### [Text under study]
Modeling of delamination in multilayer metals produced by explosive welding under plastic deformation

Weed damage is one of the typical forms of material damage under deformation. The paper proposes a phenomenological model to predict damage and fracture caused by delamination in multilayer metals produced by explosive welding under plastic deformation. The intermediate layer including a weld joint accomplished in a variety of different metals and boundary zones is the object of our study. It is assumed that the material preserves macroscopic continuity up to the initiation of a lamination crack. Delamination is considered as a process of initiation and development of continuity microdefects which result in interlaminar crack formation. Delaminations form due to some combination of two basic (opening and shear) modes under plastic deformation. The model takes into account the effect of the stress state on ultimate strains causing opening - and shear - modes delaminations, damage accumulation and intermediate layer fracture for multilayer metals. Application of the model is based on the usage of peak plasticity diagrams for opening and shear modes of the intermediate layer. An experimental technique for constructing plasticity diagrams is proposed. Using of this technique, peak plasticity diagrams for opening shear modes of the bimetal intermediate layer of “steel X10 Cr Ni Ti 189 -steel C 10” were plotted. The efficiency of the model for computational experiments is verified during rolling the bimetallic strip of “steel X10 Cr Ni Ti 189 - steel C 10”. A comparison of the calculated and experimental results shows high coincidence, which is indicative of the fact that the proposed fracture model can be used in real manufacturing processes.

### [Data records]
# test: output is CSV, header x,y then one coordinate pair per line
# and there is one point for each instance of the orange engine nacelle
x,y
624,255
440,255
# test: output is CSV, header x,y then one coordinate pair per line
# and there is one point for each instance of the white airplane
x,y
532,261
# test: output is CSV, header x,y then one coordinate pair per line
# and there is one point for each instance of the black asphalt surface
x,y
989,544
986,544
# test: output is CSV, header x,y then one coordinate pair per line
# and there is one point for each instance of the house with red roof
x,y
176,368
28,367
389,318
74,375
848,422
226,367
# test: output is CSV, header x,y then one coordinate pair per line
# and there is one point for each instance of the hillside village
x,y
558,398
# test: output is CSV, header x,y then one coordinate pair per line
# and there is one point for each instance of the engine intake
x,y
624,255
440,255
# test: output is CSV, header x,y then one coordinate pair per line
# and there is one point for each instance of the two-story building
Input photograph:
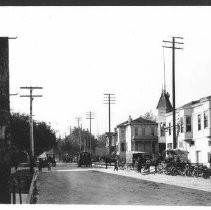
x,y
164,106
113,143
193,126
136,136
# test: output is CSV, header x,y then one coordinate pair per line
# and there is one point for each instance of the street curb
x,y
33,188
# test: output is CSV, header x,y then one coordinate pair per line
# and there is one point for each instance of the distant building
x,y
113,146
193,129
136,136
164,106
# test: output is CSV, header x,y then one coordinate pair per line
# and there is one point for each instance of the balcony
x,y
144,138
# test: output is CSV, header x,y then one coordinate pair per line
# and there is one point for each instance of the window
x,y
152,131
136,131
162,129
181,125
169,145
122,133
153,147
143,131
199,122
188,124
136,146
122,147
206,119
169,129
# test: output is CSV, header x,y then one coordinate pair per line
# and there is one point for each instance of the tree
x,y
44,135
71,143
150,116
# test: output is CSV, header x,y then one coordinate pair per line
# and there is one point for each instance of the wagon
x,y
84,159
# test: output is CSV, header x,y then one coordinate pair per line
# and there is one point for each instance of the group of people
x,y
140,163
44,163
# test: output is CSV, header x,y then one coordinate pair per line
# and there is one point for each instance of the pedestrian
x,y
106,160
49,166
139,167
40,166
116,165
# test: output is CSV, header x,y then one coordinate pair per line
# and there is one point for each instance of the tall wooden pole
x,y
5,137
173,93
173,47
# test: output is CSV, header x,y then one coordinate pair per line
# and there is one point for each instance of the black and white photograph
x,y
105,105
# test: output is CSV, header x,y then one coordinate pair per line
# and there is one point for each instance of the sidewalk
x,y
181,181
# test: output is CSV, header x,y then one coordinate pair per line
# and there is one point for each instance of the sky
x,y
79,53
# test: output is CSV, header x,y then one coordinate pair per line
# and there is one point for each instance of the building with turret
x,y
136,137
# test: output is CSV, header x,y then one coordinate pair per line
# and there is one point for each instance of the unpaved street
x,y
69,185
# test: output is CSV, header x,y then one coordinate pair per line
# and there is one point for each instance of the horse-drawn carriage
x,y
85,159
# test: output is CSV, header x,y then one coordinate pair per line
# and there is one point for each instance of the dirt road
x,y
94,187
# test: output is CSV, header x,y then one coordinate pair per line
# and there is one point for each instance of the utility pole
x,y
90,117
31,96
109,99
5,130
79,130
173,47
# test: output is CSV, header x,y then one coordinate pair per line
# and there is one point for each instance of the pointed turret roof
x,y
164,102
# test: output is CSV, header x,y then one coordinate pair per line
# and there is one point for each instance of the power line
x,y
31,96
173,47
109,99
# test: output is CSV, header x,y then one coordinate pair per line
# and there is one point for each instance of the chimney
x,y
129,119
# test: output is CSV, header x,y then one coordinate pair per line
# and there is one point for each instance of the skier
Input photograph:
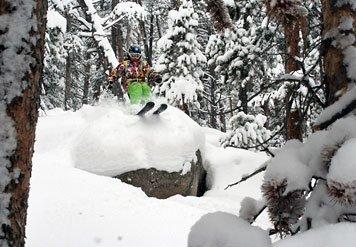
x,y
137,77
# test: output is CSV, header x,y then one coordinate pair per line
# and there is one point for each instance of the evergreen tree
x,y
181,61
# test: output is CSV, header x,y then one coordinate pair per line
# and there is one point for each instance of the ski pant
x,y
139,92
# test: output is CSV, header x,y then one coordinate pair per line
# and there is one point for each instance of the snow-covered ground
x,y
72,207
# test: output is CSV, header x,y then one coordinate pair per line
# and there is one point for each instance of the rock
x,y
162,184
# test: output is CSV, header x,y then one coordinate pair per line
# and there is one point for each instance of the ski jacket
x,y
133,71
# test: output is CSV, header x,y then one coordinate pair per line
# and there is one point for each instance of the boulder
x,y
163,184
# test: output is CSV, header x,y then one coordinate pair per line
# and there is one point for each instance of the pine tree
x,y
21,65
181,61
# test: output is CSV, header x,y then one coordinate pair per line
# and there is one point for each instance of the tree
x,y
21,73
181,60
310,184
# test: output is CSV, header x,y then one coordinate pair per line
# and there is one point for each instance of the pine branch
x,y
219,14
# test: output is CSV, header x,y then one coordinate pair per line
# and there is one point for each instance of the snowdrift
x,y
71,207
116,141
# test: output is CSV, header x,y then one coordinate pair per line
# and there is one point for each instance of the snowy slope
x,y
72,207
115,141
341,234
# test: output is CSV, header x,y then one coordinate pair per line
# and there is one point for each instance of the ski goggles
x,y
135,55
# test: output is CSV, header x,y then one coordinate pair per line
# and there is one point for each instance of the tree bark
x,y
86,80
335,79
22,111
68,75
292,29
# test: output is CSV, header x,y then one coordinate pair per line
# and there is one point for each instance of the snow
x,y
343,164
55,19
352,3
350,61
72,207
288,165
341,234
115,141
15,59
99,34
181,71
337,107
222,229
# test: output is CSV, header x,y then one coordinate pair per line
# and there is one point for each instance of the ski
x,y
160,109
146,108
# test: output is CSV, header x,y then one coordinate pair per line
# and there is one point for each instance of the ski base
x,y
160,109
146,108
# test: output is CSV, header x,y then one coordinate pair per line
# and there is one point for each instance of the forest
x,y
245,135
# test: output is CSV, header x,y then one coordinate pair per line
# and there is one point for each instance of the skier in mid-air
x,y
137,78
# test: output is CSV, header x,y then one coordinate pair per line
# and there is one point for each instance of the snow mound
x,y
222,229
343,164
116,141
341,234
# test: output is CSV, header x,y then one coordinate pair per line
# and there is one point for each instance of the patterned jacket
x,y
133,71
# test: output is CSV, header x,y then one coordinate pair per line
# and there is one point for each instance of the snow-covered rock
x,y
341,234
116,141
70,207
222,229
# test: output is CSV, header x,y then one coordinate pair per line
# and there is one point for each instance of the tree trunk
x,y
335,78
86,85
117,40
18,112
68,75
292,30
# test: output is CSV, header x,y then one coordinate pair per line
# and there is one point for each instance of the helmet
x,y
135,51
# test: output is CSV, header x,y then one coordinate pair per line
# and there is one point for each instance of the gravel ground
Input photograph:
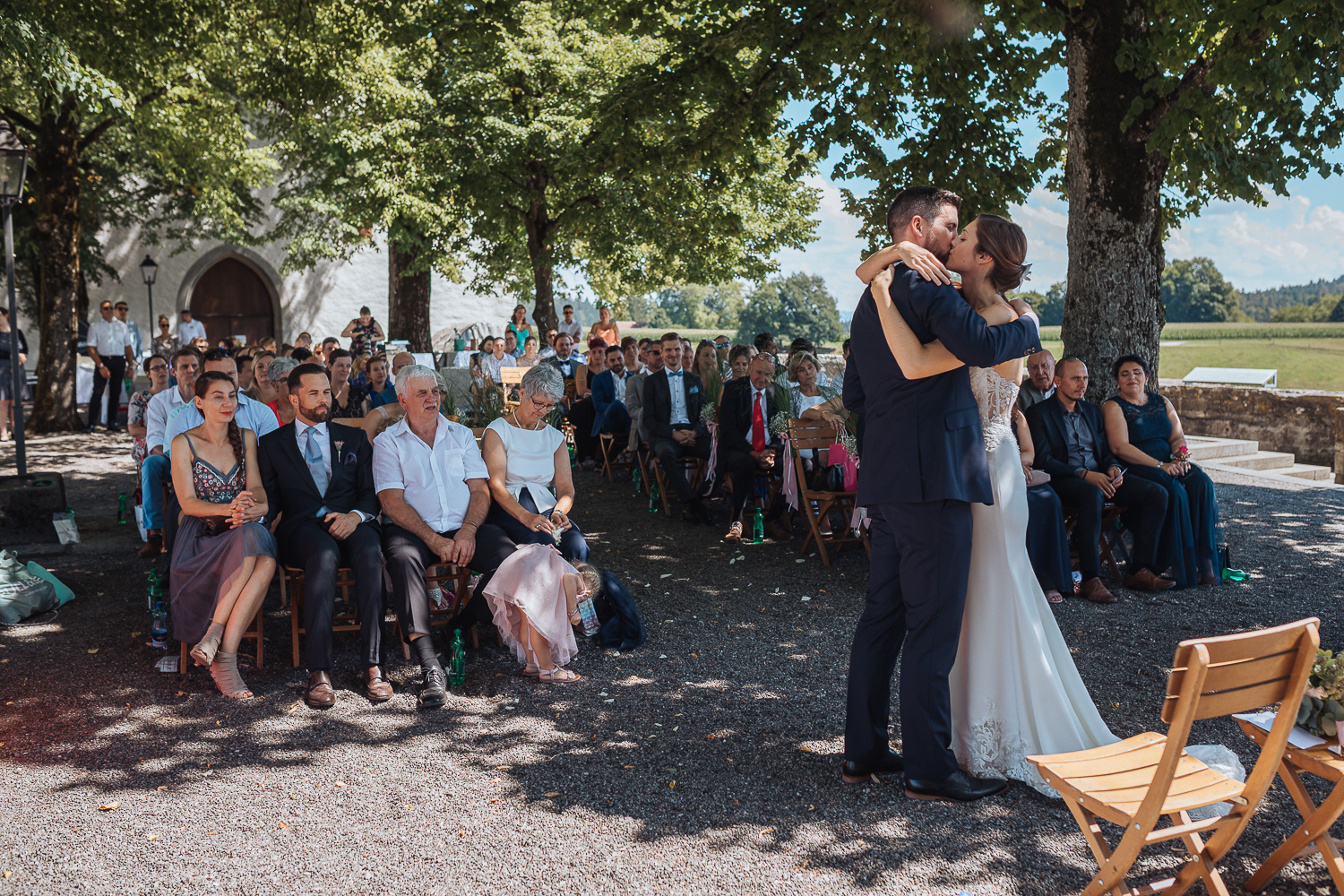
x,y
703,763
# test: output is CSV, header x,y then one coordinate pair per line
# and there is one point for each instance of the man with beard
x,y
319,476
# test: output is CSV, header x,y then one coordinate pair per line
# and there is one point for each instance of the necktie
x,y
314,457
757,426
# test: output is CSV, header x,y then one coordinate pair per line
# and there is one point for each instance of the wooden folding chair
x,y
511,381
1137,780
1109,513
816,505
254,632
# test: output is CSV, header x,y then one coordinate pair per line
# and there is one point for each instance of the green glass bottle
x,y
457,659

### [Problem description]
According to the text on delamination modeling, during what process was the model's efficiency for computational experiments verified? The records are separate material and have no connection to the text on delamination modeling.

### [Exercise solution]
During rolling of the bimetallic strip of "steel X10 Cr Ni Ti 189 - steel C 10".